▶ [依頼内容 1]
日本ペイントのクリヤー新製品の記事のうち、「日本ペイント、新たにハイソリッド型クリヤー ニーズに応えて上市」から始まり「エネルギーコストを低減する。」で終わる部分を、一字も変えずに書き写してもらえますか。
▶ [依頼内容 2]
日本ペイントのクリヤー新製品の記事を、示された最後の文の後から書き継いでもらえますか。

▶ [提示テキスト]
▶
日本ペイント、新たにハイソリッド型クリヤー ニーズに応えて上市
日本ペイントは今回、クリヤーとパテの新製品を出展した。クリヤーは、高機能ハイソリッドクリヤーの新シリーズ「nax プライムクリヤーシリーズ」より「nax プライム(2:1)QDクリヤー」および「nax プライム(2:1)SGクリヤー」である。
QDクリヤーは、速硬化性による作業効率化が得られる。塗装後からポリッシュまでに必要な強制乾燥時間の大幅短縮により、塗装ブースでの滞留時間削減が可能。従来品と比較し、塗装ブース占有時間を28%削減できる。また、低温硬化により環境負荷が低減。強制乾燥の低温化と時間短縮により、ブースの稼働に必要なエネルギーコストを低減する。

ハイブリット塗装を可能にする「naxプライムQDクリヤー」
SGクリヤーは、高外観による作業効率化が得られる。平滑で優れたつやを示すことから、乾燥後の磨き工程にかかる時間が短縮。省工程で、塗装コート回数が通常3回のところ連続で2回に削減し、使用塗料の減量につながる。
◀
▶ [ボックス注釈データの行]
▶
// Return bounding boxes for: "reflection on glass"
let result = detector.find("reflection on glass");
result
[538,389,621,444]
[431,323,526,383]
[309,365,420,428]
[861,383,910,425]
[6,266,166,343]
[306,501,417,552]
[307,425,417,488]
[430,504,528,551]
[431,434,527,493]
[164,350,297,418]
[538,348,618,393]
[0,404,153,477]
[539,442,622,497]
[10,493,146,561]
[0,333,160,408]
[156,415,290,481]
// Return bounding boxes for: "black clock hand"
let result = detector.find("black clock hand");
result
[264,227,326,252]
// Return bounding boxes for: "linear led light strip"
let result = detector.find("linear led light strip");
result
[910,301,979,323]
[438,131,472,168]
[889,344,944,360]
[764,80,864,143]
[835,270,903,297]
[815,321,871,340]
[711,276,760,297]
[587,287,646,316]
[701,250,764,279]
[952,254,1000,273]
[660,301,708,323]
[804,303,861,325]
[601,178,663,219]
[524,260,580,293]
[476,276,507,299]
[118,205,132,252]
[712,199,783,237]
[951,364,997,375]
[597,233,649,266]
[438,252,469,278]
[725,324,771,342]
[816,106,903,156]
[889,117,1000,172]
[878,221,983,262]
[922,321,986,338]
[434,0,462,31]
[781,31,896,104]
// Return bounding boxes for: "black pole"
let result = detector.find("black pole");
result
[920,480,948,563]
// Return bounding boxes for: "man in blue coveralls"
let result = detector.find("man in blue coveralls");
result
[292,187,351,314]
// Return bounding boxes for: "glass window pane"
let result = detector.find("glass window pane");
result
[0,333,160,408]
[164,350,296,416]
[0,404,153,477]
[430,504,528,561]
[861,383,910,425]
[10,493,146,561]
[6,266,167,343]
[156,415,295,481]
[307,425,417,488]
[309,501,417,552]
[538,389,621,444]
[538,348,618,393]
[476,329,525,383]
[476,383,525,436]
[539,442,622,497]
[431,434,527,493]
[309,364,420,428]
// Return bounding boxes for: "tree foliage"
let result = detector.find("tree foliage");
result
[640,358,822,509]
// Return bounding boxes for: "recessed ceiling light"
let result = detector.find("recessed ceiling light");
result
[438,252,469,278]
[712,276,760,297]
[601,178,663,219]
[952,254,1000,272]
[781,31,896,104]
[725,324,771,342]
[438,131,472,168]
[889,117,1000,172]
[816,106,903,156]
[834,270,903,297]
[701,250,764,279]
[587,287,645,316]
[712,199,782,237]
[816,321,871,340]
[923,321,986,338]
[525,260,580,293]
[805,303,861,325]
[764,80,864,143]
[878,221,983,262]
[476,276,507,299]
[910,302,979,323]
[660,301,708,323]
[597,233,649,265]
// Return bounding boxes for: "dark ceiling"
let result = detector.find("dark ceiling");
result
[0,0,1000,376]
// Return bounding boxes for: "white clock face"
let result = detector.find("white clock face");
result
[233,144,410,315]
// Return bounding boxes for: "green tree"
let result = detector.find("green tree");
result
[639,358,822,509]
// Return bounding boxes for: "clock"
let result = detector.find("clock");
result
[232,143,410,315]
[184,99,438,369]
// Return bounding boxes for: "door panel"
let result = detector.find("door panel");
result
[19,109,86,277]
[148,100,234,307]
◀
▶
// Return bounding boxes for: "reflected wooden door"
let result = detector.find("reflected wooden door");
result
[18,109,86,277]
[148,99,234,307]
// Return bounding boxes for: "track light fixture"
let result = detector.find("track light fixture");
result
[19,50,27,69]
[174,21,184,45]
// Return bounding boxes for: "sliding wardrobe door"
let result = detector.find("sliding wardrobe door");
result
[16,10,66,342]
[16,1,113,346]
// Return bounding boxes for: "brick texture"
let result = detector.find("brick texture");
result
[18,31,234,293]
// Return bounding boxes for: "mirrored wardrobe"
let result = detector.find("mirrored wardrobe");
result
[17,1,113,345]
◀
▶ [期待される出力 1]
日本ペイント、新たにハイソリッド型クリヤー ニーズに応えて上市
日本ペイントは今回、クリヤーとパテの新製品を出展した。クリヤーは、高機能ハイソリッドクリヤーの新シリーズ「nax プライムクリヤーシリーズ」より「nax プライム(2:1)QDクリヤー」および「nax プライム(2:1)SGクリヤー」である。
QDクリヤーは、速硬化性による作業効率化が得られる。塗装後からポリッシュまでに必要な強制乾燥時間の大幅短縮により、塗装ブースでの滞留時間削減が可能。従来品と比較し、塗装ブース占有時間を28%削減できる。また、低温硬化により環境負荷が低減。強制乾燥の低温化と時間短縮により、ブースの稼働に必要なエネルギーコストを低減する。

▶ [期待される出力 2]
パテは、光硬化型1液タイプのパテ「nax UVライトベール」で、特長は作業効率化と労働力不足に対応する「光硬化型1液タイプ」かつ「通年対応」。光を遮る環境下では硬化しないため、可使時間を気にすることなく作業が可能で、従来の2液硬化型ポリエステルパテと比較し、UV照射のため乾燥時間の削減が可能。薄付けしながら重ね塗りでき、研ぎ時間を少なくできる。また、可使時間が長く、経験が少ない作業者でも簡単に塗装が可能である。最大膜厚5㎜/回(硬化時間30~60秒/100℃)で、パテの重ね付け(パテ・オン・パテ)が可能。さらに、同製品は通年使用が可能なため、在庫管理の効率化に貢献する。
「nax UVライトベール」施工動画
https://www.youtube.com/watch?v=lp7i15SCO5A
同社では、オール水性塗料システムも用意している中、ハイソリッドタイプを上市したのは「ユーザーサイドから根強いニーズがあり、作業性や乾燥性でメリットを感じる声がある」とのこと。 水性塗料と溶剤塗料を最適に組み合わせ、環境対応と作業性を両立するハイブリッドシステムを構築。併せて、工場の経営や作業をサポートするカスタマーサービスも構築していく。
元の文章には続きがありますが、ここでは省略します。